(Data begins)

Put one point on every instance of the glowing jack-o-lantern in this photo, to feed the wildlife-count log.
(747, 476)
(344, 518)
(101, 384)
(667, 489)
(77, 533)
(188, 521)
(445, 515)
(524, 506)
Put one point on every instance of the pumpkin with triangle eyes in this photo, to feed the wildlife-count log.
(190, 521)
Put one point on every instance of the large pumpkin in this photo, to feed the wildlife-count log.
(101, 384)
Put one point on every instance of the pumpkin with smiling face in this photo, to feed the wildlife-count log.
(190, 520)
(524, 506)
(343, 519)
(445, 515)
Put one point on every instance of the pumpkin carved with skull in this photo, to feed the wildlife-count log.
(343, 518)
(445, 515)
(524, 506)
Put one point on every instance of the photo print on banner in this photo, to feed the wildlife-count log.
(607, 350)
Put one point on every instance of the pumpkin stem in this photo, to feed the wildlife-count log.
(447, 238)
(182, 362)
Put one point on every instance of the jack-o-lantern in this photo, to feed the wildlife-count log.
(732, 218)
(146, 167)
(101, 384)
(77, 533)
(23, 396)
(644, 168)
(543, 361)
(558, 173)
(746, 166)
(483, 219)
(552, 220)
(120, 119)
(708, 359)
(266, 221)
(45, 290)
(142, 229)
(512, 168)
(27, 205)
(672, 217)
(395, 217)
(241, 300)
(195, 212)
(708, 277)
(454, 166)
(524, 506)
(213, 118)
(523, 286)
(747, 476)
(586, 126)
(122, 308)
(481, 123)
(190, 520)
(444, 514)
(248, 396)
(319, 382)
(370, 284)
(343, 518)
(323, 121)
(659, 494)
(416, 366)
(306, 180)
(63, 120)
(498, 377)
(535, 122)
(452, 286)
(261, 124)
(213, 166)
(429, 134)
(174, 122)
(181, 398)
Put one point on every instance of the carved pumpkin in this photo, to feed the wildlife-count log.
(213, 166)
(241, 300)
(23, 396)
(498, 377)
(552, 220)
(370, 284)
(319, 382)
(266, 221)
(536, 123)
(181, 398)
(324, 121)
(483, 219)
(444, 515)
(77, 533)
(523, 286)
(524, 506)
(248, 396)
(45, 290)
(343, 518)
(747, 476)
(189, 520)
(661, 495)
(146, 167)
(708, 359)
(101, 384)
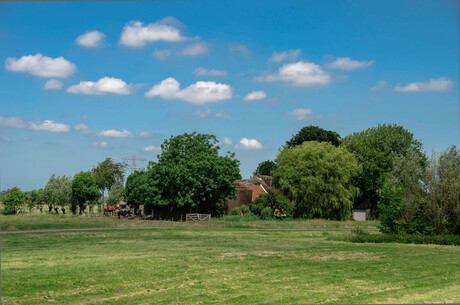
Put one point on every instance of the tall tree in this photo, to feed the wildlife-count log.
(84, 191)
(265, 168)
(314, 133)
(13, 200)
(318, 176)
(191, 176)
(376, 148)
(107, 173)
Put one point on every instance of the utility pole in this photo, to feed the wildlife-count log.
(133, 162)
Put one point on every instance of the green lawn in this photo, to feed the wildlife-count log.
(214, 263)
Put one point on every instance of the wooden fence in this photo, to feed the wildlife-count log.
(197, 217)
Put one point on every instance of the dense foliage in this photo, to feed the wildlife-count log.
(318, 177)
(13, 200)
(189, 176)
(265, 168)
(265, 205)
(376, 148)
(314, 133)
(84, 191)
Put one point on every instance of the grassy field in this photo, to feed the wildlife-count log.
(183, 263)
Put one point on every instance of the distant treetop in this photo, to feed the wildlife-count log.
(314, 133)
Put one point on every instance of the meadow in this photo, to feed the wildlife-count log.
(216, 262)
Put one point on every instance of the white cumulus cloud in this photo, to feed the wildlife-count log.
(92, 39)
(42, 66)
(53, 84)
(37, 125)
(161, 54)
(203, 71)
(442, 84)
(255, 95)
(113, 133)
(249, 144)
(194, 49)
(285, 55)
(135, 34)
(198, 93)
(346, 63)
(300, 114)
(299, 74)
(101, 87)
(150, 148)
(102, 144)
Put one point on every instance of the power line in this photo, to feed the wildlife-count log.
(133, 162)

(Data ends)

*What the task requires:* Once the pictures are set aside, output the whole listing exactly.

*Solution for this exercise:*
Put one point on every instance of the glowing jack-o-lantern in this photo, to feed the wildlife-count log.
(747, 476)
(344, 518)
(101, 384)
(667, 489)
(77, 533)
(188, 521)
(445, 515)
(524, 506)
Put one point on every instance of the pumpkin with triangle eyes in this photo, to feed the wildlife-count log.
(190, 521)
Put one point on every instance of the large pumpkin in this photo, to feed the wildlife-count log.
(101, 384)
Put one point on every instance of the pumpkin with smiling face in this photo, to feed the wildlife-count log.
(190, 520)
(524, 506)
(343, 519)
(445, 515)
Put one point on every instance of the pumpkin carved with skull in this photo, to feed the wildlife-count log.
(343, 518)
(445, 515)
(524, 506)
Put one point on every instance of the photo print on banner in this photo, to feed the wildlife-count log.
(607, 350)
Put one point on every instance of the pumpkin stem in this photo, to feed the wildlife-count log.
(447, 238)
(182, 362)
Put one point on every instance of the jack-o-lantern in this photo, to feed the wildlife-count log.
(732, 218)
(146, 167)
(101, 384)
(77, 533)
(23, 396)
(644, 168)
(543, 361)
(558, 173)
(746, 166)
(483, 219)
(552, 220)
(120, 119)
(708, 359)
(266, 221)
(45, 290)
(142, 229)
(512, 168)
(27, 205)
(672, 217)
(395, 217)
(241, 300)
(195, 212)
(708, 277)
(454, 166)
(524, 506)
(213, 118)
(523, 286)
(747, 476)
(586, 126)
(122, 308)
(481, 123)
(190, 520)
(444, 514)
(248, 396)
(319, 382)
(370, 284)
(343, 518)
(323, 121)
(659, 494)
(416, 366)
(306, 180)
(63, 120)
(498, 377)
(535, 122)
(452, 286)
(261, 124)
(213, 166)
(429, 134)
(174, 122)
(181, 398)
Put one point on every instance of the carved pumpkin in this photo, to feed the wildlife-count log.
(213, 166)
(241, 300)
(23, 396)
(498, 377)
(552, 220)
(370, 284)
(319, 382)
(266, 221)
(536, 123)
(181, 398)
(324, 121)
(483, 219)
(444, 515)
(77, 533)
(523, 286)
(524, 506)
(248, 396)
(45, 290)
(343, 518)
(747, 476)
(189, 520)
(661, 495)
(146, 167)
(708, 359)
(101, 384)
Put one point on every instance of the tall tree in this photo, to feed the wildlife-count log.
(84, 191)
(265, 168)
(314, 133)
(13, 200)
(318, 176)
(191, 176)
(376, 148)
(107, 173)
Put one point on every instance of the utility pole in this photo, to feed the wildlife-count log.
(133, 162)
Put one point on every instance of the green lawn in this photo, to feed the wildlife-count log.
(214, 263)
Put one point on every instance of the wooden fence in this photo, to feed the wildlife-count log.
(197, 217)
Put one point on every instance of the dense foliage in this photo, to feed the wildlife-count log.
(318, 177)
(13, 200)
(189, 176)
(265, 168)
(265, 205)
(376, 148)
(314, 133)
(84, 191)
Put one point on every instance of the grassy field in this photo, to feed the wildlife-count log.
(183, 263)
Put one point on every instance of the distant treetop in this photo, to feed the wildlife-count log.
(314, 133)
Put one point on every instance of the meadow in this photo, to feed the wildlife-count log.
(216, 262)
Put one point on every instance of the white cumulus cloud in this photo, to feed the wildlife-count log.
(92, 39)
(42, 66)
(53, 84)
(37, 125)
(161, 54)
(203, 71)
(442, 84)
(255, 95)
(113, 133)
(249, 144)
(194, 49)
(285, 55)
(135, 34)
(198, 93)
(346, 63)
(300, 114)
(299, 74)
(101, 87)
(150, 148)
(102, 144)
Put one point on every instance of the power line in this photo, to feed the wildlife-count log.
(133, 162)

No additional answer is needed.